Excerpts of pointing data
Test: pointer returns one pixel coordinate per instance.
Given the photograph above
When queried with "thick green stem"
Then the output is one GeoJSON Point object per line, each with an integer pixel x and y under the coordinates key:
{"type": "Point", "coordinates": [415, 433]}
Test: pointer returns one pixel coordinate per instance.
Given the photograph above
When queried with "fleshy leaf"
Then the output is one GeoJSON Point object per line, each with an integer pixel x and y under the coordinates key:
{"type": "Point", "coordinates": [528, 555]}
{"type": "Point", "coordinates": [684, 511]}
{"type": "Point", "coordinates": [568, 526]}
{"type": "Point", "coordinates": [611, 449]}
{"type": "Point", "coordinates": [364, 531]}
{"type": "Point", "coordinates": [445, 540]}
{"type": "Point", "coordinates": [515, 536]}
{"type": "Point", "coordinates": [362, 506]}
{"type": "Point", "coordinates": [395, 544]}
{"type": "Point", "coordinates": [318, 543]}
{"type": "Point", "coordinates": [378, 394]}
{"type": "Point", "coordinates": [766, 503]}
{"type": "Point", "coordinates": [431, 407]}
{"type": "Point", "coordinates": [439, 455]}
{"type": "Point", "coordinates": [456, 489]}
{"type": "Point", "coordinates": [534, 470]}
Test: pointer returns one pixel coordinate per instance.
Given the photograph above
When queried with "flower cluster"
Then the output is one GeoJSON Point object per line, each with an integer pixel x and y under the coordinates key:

WHAT YOU ARE ASKED TO DO
Write out every line of the items above in full, moving each coordinate value in the answers by -92.

CORRECT OUTPUT
Test: pointer returns one pixel coordinate per instance.
Given the photograph above
When queried with "thick green stem"
Then the output is one GeoJSON Point object per line, each with an integer pixel x and y under the coordinates key:
{"type": "Point", "coordinates": [323, 341]}
Test: pointer returns one pixel coordinate per instance.
Given the photograph above
When queried with "fleshy leaf"
Then the output is one GeoJSON Point object per line, each with an integer pixel x and y under the coordinates key:
{"type": "Point", "coordinates": [436, 463]}
{"type": "Point", "coordinates": [592, 419]}
{"type": "Point", "coordinates": [476, 434]}
{"type": "Point", "coordinates": [519, 357]}
{"type": "Point", "coordinates": [272, 439]}
{"type": "Point", "coordinates": [353, 448]}
{"type": "Point", "coordinates": [423, 444]}
{"type": "Point", "coordinates": [270, 414]}
{"type": "Point", "coordinates": [303, 452]}
{"type": "Point", "coordinates": [226, 451]}
{"type": "Point", "coordinates": [286, 302]}
{"type": "Point", "coordinates": [674, 411]}
{"type": "Point", "coordinates": [339, 315]}
{"type": "Point", "coordinates": [347, 363]}
{"type": "Point", "coordinates": [364, 397]}
{"type": "Point", "coordinates": [442, 378]}
Test: pointer returns one pixel coordinate per instance.
Given the photograph above
When queried with "flower cluster"
Then the output is one GeoJSON Point object per line, each with an integer pixel x and y under the coordinates key:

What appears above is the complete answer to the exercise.